#### Instructions for the task
Write the next part of the text on the Foreign Language Film Award nominees, picking up after its final sentence.

#### Document text
______________________________

Selected by the Foreign Language Film Award Committee from a pool of 66 of the best films from 66 countries, the five movies competing for one of global cinema’s most coveted awards are a study in the complex and brazen. In fact, of the 66 movies in the running this year to be nominated, only one film was a comedy. All the others were grim and serious. The five films spotlighted in this category bear these characteristics.

The non-traditional choices of films nominated are a direct result of the committee’s new voting system, which now allows a small group of 20 select members to introduce three additional films to the pre-nomination shortlist of six films. From there the list is voted upon and reduced to five final nominees.

Biutiful has a petty criminal contemplating the realities of his two children’s future in the face of his own mortality. Biutiful was written with Javier Bardem in mind. Shot in chronological order in Barcelona over the course of five months, it is ultimately a picture of hope and love in a world of brokenness.

______________________________

#### Data extract
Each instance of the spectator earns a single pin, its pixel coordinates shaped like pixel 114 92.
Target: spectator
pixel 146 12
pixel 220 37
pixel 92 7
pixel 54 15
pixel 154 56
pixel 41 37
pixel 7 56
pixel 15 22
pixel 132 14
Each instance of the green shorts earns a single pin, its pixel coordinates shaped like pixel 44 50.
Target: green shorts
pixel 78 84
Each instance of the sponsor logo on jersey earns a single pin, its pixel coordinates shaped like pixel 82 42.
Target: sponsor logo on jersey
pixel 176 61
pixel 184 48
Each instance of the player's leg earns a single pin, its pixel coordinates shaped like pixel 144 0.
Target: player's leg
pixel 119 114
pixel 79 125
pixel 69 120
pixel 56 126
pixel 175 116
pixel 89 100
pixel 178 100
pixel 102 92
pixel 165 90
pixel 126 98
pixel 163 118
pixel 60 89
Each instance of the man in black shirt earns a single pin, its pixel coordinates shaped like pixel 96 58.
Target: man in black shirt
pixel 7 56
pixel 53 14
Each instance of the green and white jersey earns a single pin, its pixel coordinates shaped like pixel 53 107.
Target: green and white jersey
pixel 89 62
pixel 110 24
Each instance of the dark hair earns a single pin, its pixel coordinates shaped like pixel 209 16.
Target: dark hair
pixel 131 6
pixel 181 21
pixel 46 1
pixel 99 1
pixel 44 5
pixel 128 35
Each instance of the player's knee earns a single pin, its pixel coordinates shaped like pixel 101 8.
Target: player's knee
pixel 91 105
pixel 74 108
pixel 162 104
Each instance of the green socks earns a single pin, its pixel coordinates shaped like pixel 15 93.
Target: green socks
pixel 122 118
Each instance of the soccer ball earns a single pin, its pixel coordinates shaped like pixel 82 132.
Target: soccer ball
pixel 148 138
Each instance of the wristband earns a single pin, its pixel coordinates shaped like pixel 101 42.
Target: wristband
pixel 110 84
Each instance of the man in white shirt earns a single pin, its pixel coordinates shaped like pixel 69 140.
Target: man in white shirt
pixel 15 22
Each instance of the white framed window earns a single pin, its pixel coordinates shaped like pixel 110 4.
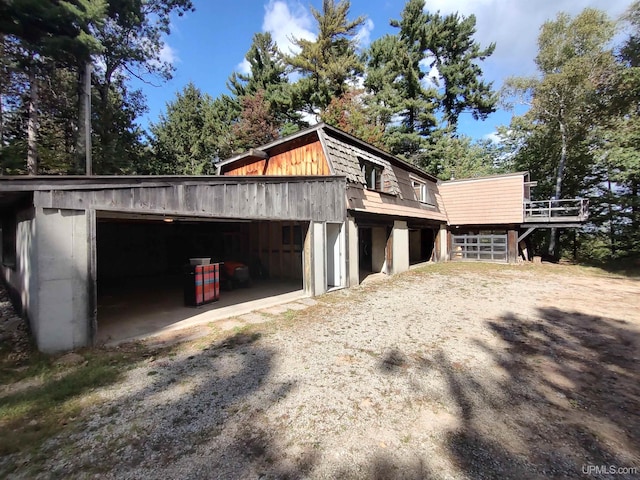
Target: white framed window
pixel 372 175
pixel 422 192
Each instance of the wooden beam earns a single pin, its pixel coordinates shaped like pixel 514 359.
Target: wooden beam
pixel 526 234
pixel 254 152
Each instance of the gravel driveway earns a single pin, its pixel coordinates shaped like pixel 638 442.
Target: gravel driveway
pixel 448 371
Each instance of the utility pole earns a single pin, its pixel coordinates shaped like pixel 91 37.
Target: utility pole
pixel 87 119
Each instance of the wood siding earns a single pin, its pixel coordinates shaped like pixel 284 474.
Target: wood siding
pixel 267 198
pixel 370 201
pixel 487 201
pixel 303 160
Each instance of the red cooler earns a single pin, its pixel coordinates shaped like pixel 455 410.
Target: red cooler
pixel 201 284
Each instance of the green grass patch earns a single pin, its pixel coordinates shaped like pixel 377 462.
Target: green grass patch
pixel 41 399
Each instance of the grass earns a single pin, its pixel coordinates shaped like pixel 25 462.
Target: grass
pixel 47 399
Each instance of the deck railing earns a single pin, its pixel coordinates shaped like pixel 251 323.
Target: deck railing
pixel 574 209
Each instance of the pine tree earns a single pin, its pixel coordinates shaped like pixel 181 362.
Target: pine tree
pixel 330 63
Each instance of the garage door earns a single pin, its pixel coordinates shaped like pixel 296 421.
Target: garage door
pixel 479 247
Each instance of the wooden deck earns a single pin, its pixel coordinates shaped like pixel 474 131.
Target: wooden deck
pixel 556 211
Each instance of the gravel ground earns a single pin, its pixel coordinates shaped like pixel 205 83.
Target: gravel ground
pixel 444 372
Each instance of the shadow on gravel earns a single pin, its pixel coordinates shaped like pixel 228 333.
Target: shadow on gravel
pixel 568 406
pixel 221 389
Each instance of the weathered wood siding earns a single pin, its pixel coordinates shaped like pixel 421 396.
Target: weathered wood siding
pixel 303 160
pixel 370 201
pixel 484 201
pixel 267 198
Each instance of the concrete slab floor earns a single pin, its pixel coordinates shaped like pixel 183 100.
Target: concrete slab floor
pixel 134 312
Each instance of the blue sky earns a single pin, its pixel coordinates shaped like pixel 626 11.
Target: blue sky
pixel 207 45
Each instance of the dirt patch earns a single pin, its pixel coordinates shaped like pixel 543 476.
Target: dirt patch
pixel 447 372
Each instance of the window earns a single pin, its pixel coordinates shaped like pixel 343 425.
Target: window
pixel 423 193
pixel 372 175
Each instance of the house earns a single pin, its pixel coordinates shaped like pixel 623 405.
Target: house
pixel 308 213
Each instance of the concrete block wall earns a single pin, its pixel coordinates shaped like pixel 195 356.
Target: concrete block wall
pixel 400 247
pixel 60 316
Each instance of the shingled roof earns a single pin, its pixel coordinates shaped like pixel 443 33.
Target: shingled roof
pixel 345 159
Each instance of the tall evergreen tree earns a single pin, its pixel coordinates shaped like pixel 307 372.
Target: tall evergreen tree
pixel 329 64
pixel 424 77
pixel 573 55
pixel 183 143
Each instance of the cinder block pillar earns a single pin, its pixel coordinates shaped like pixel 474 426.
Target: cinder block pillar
pixel 443 239
pixel 379 249
pixel 512 246
pixel 400 247
pixel 353 256
pixel 316 253
pixel 65 302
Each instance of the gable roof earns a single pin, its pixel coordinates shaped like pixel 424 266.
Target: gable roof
pixel 342 151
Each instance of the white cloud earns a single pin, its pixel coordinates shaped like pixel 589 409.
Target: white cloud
pixel 244 67
pixel 514 26
pixel 168 54
pixel 285 20
pixel 363 37
pixel 495 137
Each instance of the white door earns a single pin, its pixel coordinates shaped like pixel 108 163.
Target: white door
pixel 335 257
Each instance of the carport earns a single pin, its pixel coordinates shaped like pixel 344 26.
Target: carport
pixel 97 252
pixel 141 262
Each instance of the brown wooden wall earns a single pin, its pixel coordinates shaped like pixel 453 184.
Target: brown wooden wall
pixel 304 160
pixel 484 201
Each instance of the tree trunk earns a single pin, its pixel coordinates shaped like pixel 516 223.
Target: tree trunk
pixel 553 236
pixel 83 146
pixel 32 124
pixel 612 227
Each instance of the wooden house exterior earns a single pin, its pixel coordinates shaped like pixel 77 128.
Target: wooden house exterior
pixel 394 212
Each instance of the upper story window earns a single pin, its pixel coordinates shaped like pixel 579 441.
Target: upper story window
pixel 422 191
pixel 372 175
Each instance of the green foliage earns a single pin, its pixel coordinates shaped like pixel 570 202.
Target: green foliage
pixel 422 79
pixel 349 113
pixel 183 140
pixel 454 157
pixel 580 134
pixel 330 63
pixel 45 47
pixel 256 125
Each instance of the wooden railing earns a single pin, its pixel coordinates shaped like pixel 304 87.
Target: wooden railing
pixel 566 210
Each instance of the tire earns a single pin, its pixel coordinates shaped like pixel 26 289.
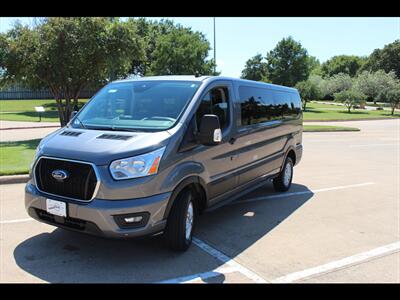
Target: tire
pixel 176 234
pixel 282 183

______________________________

#### Exercise response
Dogtooth is a daring story of three children who have been held captive by their parents their entire lives, away from the rest of the world. It is an especially provocative examination into what family means. During the panel discussion, director Yorgos Lanthimos revealed that he had no family of his own and conceived of the film as he “thought about the concept of family.” The murkier aspects of the story involving incest and torture alarmed more than a few people. Mark Johnson, the Foreign Language Film Award Committee Chair and the moderator of the symposium mentioned that he received several e-mails from committee members voicing their objections over the nomination.

In a Better World explores the journey of two schoolboys who are involved in senseless violence and their relationship with their father, a doctor who holds to his idealism and believes in non-violence. Revenge and forgiveness are themes that are weaved into an astonishingly moving story. Director Susanne Bier, notable for her subscribing to the Dogme 95 manifesto, was nominated in this category for her 2006 film After the Wedding.

Incendies is the account of twins who travel to the Middle East to seek out the facts of their mother’s wartime experiences after her death. The Canadian story shot in the Middle East is brilliantly filled with tragedy and grace at the same time. “The most important thing is art,” director Denis Villeneuve stated about the film-making process.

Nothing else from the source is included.